ACTION ITEM
Without skipping any entry, transcribe the data word for word.
-------- PROVIDED RECORDS
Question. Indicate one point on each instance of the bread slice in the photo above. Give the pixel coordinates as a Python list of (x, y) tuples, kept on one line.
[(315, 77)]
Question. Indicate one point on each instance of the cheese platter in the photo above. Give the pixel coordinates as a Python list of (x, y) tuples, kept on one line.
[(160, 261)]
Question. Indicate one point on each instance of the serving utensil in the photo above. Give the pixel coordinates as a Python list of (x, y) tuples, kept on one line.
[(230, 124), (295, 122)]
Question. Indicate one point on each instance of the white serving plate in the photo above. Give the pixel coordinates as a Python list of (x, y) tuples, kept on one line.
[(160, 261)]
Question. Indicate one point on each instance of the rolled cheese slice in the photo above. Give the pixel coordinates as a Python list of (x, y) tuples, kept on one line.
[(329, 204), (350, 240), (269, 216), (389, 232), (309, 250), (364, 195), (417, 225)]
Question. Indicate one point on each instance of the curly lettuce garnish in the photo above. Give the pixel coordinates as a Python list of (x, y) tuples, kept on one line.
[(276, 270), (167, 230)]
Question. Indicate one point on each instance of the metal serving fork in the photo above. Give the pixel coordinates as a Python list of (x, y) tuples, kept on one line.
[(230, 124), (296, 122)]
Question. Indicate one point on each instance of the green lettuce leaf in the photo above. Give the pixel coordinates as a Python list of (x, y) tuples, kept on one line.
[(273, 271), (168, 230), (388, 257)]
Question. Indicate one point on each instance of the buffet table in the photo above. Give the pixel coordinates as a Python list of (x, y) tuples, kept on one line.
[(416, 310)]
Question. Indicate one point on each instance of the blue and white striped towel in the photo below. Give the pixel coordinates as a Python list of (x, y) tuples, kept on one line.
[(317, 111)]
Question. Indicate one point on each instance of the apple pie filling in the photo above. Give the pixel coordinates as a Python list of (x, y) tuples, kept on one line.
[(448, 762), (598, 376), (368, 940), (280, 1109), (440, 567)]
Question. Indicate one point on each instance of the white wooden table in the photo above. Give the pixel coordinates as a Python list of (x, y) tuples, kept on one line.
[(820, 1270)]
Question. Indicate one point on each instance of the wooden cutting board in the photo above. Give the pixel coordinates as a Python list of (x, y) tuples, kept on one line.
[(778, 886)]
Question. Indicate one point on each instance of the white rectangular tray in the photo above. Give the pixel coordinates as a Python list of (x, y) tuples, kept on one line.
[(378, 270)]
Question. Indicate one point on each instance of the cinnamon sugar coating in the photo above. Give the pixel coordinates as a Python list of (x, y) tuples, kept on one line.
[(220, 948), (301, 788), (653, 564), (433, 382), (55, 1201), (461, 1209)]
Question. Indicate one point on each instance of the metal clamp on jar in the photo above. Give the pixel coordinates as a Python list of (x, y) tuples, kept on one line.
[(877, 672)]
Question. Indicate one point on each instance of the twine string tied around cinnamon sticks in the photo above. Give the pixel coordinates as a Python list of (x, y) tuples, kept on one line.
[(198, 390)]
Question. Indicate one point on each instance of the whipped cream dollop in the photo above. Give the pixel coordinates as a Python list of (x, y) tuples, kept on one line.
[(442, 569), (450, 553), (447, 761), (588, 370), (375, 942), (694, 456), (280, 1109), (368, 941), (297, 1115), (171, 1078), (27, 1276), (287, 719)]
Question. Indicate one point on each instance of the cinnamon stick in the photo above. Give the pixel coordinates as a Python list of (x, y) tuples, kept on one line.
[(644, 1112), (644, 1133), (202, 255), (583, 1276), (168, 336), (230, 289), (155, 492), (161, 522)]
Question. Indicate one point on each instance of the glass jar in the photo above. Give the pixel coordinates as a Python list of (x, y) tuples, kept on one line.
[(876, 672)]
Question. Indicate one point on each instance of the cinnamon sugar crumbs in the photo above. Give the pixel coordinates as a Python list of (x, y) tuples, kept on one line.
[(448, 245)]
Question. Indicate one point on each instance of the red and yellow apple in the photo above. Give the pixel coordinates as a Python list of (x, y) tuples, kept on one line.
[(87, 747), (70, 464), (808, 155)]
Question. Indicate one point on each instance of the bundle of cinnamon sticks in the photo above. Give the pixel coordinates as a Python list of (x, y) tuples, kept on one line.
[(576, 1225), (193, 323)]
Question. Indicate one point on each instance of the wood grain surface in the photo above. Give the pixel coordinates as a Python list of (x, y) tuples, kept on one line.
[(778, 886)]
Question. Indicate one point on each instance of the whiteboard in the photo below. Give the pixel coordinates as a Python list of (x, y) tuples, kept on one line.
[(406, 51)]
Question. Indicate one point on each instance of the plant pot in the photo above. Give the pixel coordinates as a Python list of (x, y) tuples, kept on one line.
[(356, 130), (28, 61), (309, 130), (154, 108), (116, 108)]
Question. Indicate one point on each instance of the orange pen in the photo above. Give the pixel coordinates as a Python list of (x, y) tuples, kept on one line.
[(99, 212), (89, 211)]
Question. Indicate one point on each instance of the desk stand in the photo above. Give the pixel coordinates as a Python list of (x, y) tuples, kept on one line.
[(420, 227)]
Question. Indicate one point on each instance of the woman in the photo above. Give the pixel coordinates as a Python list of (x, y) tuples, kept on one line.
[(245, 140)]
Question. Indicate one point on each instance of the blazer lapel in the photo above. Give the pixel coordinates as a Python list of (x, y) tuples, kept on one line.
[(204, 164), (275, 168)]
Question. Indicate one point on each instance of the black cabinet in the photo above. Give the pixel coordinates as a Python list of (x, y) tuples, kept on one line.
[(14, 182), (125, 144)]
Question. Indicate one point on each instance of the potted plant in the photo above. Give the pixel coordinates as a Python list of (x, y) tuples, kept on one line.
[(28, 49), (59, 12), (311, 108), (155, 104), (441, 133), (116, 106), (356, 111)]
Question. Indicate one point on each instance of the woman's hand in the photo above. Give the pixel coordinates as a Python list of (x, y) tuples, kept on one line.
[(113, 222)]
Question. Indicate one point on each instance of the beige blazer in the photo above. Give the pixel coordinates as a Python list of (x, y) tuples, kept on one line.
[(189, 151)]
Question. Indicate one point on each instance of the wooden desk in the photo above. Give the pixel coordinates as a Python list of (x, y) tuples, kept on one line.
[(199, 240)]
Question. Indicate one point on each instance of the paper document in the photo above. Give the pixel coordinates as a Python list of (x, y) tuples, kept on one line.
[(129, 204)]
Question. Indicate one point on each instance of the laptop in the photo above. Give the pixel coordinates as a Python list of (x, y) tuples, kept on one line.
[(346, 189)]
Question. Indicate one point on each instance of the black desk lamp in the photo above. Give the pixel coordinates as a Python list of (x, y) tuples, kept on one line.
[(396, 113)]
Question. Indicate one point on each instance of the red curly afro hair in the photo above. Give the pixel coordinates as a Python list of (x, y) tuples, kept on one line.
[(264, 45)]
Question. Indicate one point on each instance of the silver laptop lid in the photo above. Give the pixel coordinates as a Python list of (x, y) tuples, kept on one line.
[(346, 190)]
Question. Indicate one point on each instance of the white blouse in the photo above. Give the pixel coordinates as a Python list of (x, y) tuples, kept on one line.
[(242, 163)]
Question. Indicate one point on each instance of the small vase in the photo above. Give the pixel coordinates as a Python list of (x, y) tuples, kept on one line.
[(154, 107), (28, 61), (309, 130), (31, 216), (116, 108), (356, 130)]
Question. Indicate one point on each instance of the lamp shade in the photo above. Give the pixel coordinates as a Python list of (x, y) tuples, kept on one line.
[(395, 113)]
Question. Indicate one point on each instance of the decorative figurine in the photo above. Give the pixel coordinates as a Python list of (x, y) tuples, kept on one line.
----------------
TASK OUTPUT
Question. Indicate one point on each instance of the bread slice in the photo above. Give the pixel coordinates as a Python list of (x, y) tuples, kept on one line.
[(315, 77)]
Question. Indicate one point on each instance of the cheese platter in the photo above. Give the pixel coordinates as a Python list of (x, y) tuples, kept on one line.
[(160, 261)]
Question. Indicate one point on each instance of the serving utensil in the photo above. Give the pixel coordinates as a Python list of (x, y) tuples, kept on one line.
[(230, 124), (295, 122)]
Question. Indicate one point on each instance of the white serving plate in the photo above. Give the pixel coordinates as a Python list of (x, y) tuples, kept on one line.
[(160, 261)]
Question. Indicate one point on each instance of the rolled cheese slice in the photo above. Give the pixel coordinates as a Python list of (x, y) tuples, kept on one line.
[(329, 204), (350, 240), (269, 216), (389, 232), (309, 250), (364, 195), (417, 225)]
Question. Indicate one point on each instance of the curly lettuce garnish in the photo above. Give the pixel coordinates as a Python list of (x, y) tuples, kept on one line.
[(276, 270), (167, 230)]
Question. Indicate one point on each instance of the metal serving fork in the photo above. Give the pixel coordinates as a Python list of (x, y) tuples, kept on one line.
[(230, 124), (296, 122)]
Question. Indicate one point on each instance of the green lettuce leaf in the photo above. Give the pixel coordinates as a Python list of (x, y) tuples, kept on one line.
[(273, 271), (168, 230), (388, 257)]
Question. Indicate one point on each instance of the buffet table in the photo above. Give the pixel coordinates as a Python list of (x, y) tuples, kept on one line.
[(416, 310)]
Question. Indicate one point on each instance of the blue and white striped towel in the photo below. Give the pixel coordinates as a Python list of (x, y) tuples, kept on one line.
[(317, 111)]
Question. Indicate one point on each instance of the apple pie filling in the photo above. Give the pixel coordinates as a Python list of (x, y) tuples, kept on one line.
[(448, 762), (598, 376), (368, 940), (280, 1109), (440, 567)]
Question. Indicate one point on each instance of the white wooden table in the photo above. Give the pixel coordinates as a Python list of (x, y) tuples, kept on one line.
[(820, 1270)]
Question. Indicate one point on each instance of the wooden cutting board in the photo above. Give the pixel coordinates as a Python list of (x, y) tuples, kept on one line.
[(778, 886)]
Question. Indicate one point on each instance of the white rectangular tray in the photo above. Give the pixel coordinates as a Python list of (x, y) tuples, kept on one line.
[(378, 270)]
Question. Indicate one point on each instance of the cinnamon sugar coating in the photo above. Give the pixel coordinates as a Python list of (x, y) tuples, kept on one line.
[(220, 948), (301, 788), (653, 564), (433, 382), (55, 1201), (461, 1209)]
Question. Indicate one point on each instance of the metal clamp on jar in the photo above. Give the pixel coordinates as a Python list of (x, y) tuples, kept on one line.
[(877, 672)]
Question. Indicate one point on each instance of the twine string tied around cinnamon sticks in the photo above. Give the pixel coordinates as a Python list of (x, y) tuples, kept on one line.
[(198, 390)]
Question. Indicate one point on each instance of the whipped cream dollop in the photo above. Give the pixel coordinates as a Python list of (x, y) tuples, kept on one line.
[(442, 569), (450, 553), (447, 761), (588, 370), (375, 942), (694, 456), (280, 1109), (368, 941), (297, 1115), (171, 1078), (27, 1276), (287, 719)]
Question. Indicate one point on each instance of the cinnamon stick in the photo above. Give the pixel coordinates as a Python list of (x, y) tuples, kept on one line.
[(644, 1112), (644, 1133), (202, 255), (583, 1276), (168, 336), (230, 289), (155, 492), (161, 522)]
Question. Indicate one point on each instance of the glass jar in the photo above. Give the pixel coordinates as a Python list of (x, y) tuples, kept on one line.
[(876, 672)]
Question. Indicate one point on each instance of the cinnamon sugar crumbs in the photo above. Give the pixel coordinates as a Python list of (x, y) tuples, kept on one line.
[(448, 245)]
Question. Indicate one point on each instance of the red and yellow apple in the photo above. Give the pixel coordinates as a Python list of (x, y) tuples, kept on one line.
[(87, 747), (70, 464), (808, 155)]
Question. Indicate one point on each instance of the bundle of cinnamon sticks in the photo above. Give the pixel coordinates as a Python list of (x, y) tuples, kept on one line.
[(576, 1225), (193, 323)]
Question. Indicate one point on each instance of the wood grain surface in the photo above. Give the pixel coordinates as a Python list of (x, y) tuples, kept on one line.
[(778, 886)]
Question. Indicate one point on each instance of the whiteboard in the photo below. Give the pixel coordinates as a Python list of (x, y) tuples, kept on one line.
[(406, 51)]
Question. Indicate one point on each instance of the plant pot in the photo above. Give the pixel coordinates as a Python list of (x, y) tuples, kept on one line.
[(356, 130), (28, 61), (309, 130), (154, 108), (116, 108)]
Question. Indicate one point on each instance of the orange pen in the photo above. Give the pixel coordinates as a Python list of (x, y) tuples, kept on one line.
[(99, 212), (89, 211)]
Question. Indicate one point on each instance of the desk stand in the photo above. Give the pixel coordinates as a Python list of (x, y) tuples, kept on one line.
[(420, 227)]
Question. Indicate one point on each instance of the woman in the photo above. Give the pixel coordinates as a Python list of (x, y) tuples, kept on one line.
[(245, 140)]
Question. Indicate one point on each instance of the blazer lapel in the photo above. Give the pixel coordinates as a Python list of (x, y) tuples, kept on one line.
[(204, 164), (275, 168)]
Question. Indicate one point on each instance of the black cabinet in the photo above. Give the pixel coordinates as a Python list of (x, y) tuples, kept on one line.
[(14, 182), (125, 144)]
Question. Indicate one point on each instance of the potted plant in the photo above. Give the pixel coordinates as a Python list of (x, y) tuples, kept on one line.
[(28, 49), (59, 12), (311, 108), (155, 104), (441, 133), (116, 106), (356, 111)]
Question. Indicate one point on each instance of the woman's hand in the photo above. Give the pixel coordinates as a Python list of (x, y) tuples, kept on one line.
[(113, 222)]
Question. Indicate one point on each instance of the beige blazer in the photo above. Give the pixel coordinates as a Python list of (x, y) tuples, kept on one line.
[(189, 151)]
Question. Indicate one point on each instance of the wooden desk in the photo above. Give the pixel coordinates as a Python list of (x, y) tuples, kept on one line.
[(199, 240)]
Question. Indicate one point on each instance of the paper document in the photo above. Give the pixel coordinates as a Python list of (x, y) tuples, kept on one line.
[(129, 204)]
Question. Indicate one point on each instance of the laptop in the photo above. Give the pixel coordinates as a Python list of (x, y) tuples, kept on one line.
[(346, 189)]
Question. Indicate one point on each instance of the black desk lamp in the photo above. Give the pixel coordinates as a Python list of (x, y) tuples, kept on one line.
[(396, 113)]
Question. Indicate one point on each instance of the red curly afro hair in the photo above. Give the pixel coordinates as a Python list of (x, y) tuples, kept on one line.
[(264, 45)]
Question. Indicate one point on each instance of the silver laptop lid in the photo above. Give the pixel coordinates as a Python list of (x, y) tuples, kept on one line.
[(346, 190)]
Question. Indicate one point on each instance of the white blouse in the photo above. Give the pixel coordinates as a Python list of (x, y) tuples, kept on one line.
[(242, 163)]
Question. Indicate one point on each instance of the small vase in the photo above. Give the pixel coordinates as a Python list of (x, y) tuples, kept on one line.
[(154, 107), (28, 61), (309, 130), (31, 216), (116, 108), (356, 130)]
Question. Indicate one point on each instance of the lamp shade in the photo above. Give the pixel coordinates as a Python list of (x, y) tuples, kept on one line.
[(395, 113)]
Question. Indicate one point on each instance of the decorative figurine in the photo above. Give the pixel coordinates as a Python list of (x, y) tuples, kept on one line.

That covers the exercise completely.